- **Exercise description**: Please give back, exactly as written, only the line containing "of the index" and every line after it until the data below ends.

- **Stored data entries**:
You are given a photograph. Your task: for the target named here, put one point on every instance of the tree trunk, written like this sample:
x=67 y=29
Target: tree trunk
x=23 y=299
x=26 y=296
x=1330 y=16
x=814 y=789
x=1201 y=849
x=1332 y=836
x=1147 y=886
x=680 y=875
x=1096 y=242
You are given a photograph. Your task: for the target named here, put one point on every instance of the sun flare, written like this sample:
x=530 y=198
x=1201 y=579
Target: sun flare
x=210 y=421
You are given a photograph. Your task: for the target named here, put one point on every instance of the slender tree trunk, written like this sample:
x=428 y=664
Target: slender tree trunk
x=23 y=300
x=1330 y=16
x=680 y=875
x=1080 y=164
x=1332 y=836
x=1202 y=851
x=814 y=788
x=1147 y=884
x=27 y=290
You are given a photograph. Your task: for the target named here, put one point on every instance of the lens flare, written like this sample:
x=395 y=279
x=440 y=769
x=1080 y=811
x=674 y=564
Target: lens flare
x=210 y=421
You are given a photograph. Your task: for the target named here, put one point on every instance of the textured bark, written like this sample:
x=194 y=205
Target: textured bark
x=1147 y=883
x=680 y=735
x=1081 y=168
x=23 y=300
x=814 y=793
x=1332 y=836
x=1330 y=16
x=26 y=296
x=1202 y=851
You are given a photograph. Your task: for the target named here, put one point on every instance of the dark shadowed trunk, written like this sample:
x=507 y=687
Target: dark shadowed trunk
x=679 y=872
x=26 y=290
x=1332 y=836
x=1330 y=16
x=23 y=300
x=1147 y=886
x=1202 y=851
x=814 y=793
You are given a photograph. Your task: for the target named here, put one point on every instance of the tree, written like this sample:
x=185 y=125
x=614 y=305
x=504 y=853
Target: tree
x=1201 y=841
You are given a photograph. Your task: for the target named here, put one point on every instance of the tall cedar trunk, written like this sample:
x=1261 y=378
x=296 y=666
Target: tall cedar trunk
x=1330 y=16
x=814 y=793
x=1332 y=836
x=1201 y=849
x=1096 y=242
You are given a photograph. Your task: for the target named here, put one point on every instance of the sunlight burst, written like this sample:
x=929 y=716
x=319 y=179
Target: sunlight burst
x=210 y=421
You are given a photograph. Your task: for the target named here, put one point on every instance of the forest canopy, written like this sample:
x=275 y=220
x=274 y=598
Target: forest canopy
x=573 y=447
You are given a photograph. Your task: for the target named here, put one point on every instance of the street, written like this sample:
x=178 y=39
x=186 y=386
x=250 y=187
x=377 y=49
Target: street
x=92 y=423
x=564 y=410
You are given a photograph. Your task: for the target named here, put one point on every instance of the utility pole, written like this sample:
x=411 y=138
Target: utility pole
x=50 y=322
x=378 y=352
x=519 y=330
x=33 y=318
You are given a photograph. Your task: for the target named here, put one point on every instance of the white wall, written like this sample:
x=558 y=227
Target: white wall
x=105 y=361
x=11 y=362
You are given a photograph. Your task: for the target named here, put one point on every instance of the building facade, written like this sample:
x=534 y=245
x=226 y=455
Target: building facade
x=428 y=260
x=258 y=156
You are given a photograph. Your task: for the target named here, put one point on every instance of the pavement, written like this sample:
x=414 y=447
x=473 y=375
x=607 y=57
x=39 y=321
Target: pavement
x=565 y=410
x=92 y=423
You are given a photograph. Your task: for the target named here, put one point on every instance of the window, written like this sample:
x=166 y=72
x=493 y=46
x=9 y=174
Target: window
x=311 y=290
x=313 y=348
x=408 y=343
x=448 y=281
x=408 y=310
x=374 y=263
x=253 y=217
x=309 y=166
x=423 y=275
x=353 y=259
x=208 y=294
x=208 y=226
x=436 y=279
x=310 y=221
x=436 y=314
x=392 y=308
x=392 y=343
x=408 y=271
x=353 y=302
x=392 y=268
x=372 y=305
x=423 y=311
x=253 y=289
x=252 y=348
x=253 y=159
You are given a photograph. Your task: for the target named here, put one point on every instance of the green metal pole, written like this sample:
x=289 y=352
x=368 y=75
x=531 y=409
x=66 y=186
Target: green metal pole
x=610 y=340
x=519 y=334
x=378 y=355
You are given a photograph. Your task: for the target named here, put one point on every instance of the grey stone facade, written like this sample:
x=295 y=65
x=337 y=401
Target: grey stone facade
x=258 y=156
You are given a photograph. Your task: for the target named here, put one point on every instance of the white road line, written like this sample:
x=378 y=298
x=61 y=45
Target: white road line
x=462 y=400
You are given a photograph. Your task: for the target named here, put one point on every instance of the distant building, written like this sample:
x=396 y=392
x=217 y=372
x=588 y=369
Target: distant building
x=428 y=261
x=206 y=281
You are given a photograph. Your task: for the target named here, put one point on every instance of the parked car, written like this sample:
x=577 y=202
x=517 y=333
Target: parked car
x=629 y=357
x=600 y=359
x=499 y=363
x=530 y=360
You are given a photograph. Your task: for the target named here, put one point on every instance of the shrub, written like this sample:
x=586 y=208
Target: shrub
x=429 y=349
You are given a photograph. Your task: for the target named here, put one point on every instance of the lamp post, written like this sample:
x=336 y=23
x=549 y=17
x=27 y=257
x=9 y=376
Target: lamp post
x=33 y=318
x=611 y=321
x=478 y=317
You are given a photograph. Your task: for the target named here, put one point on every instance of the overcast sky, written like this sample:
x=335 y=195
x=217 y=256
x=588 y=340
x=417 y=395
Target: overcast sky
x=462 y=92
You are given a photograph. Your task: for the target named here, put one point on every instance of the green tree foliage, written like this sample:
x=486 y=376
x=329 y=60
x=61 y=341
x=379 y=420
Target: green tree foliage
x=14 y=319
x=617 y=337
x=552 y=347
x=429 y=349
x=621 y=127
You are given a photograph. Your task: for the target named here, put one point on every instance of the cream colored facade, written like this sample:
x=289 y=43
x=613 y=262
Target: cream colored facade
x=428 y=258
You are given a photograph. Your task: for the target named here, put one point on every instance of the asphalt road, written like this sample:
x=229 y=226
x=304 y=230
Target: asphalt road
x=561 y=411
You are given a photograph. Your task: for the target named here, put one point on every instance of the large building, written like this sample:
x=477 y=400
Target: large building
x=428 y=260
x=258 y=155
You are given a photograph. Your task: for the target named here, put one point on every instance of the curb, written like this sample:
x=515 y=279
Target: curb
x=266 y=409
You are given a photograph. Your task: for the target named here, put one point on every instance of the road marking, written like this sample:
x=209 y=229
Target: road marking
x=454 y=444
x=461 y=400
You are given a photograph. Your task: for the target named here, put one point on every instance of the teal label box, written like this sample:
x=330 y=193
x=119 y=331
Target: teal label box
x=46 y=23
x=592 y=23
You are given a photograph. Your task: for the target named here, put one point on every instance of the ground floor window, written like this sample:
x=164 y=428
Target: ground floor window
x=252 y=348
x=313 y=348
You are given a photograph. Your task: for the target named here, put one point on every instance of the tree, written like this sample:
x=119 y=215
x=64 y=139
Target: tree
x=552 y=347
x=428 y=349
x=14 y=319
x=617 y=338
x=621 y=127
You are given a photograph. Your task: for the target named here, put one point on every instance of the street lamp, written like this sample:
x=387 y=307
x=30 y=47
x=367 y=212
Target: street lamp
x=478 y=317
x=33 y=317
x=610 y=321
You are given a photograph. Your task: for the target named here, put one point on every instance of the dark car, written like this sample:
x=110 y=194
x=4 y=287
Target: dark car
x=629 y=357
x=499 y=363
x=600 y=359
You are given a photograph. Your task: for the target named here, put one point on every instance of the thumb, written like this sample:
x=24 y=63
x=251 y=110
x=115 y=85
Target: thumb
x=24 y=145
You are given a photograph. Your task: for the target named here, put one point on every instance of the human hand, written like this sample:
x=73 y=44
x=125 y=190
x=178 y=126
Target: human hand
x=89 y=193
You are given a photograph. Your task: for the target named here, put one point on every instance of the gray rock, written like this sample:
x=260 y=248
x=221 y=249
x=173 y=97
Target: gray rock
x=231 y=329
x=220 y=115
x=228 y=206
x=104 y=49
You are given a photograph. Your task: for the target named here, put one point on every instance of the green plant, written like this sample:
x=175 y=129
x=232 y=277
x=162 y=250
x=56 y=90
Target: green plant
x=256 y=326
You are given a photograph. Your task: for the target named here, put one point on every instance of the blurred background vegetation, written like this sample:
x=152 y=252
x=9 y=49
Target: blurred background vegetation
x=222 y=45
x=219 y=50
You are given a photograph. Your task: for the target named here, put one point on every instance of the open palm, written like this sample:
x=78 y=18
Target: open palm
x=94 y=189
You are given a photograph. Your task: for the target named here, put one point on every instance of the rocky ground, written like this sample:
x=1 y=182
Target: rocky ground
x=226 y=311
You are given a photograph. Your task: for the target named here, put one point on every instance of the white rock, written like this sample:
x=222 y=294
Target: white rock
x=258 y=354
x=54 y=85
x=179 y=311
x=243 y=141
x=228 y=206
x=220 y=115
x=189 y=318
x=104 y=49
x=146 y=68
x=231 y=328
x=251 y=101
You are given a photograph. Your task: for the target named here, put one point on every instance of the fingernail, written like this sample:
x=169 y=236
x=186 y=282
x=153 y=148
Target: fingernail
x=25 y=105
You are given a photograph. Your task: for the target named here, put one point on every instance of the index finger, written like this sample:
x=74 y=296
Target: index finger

- **Result below**:
You are given a photograph. Your task: for the target named here, put one point on every instance of the index finger, written like this sample:
x=74 y=296
Target: index finger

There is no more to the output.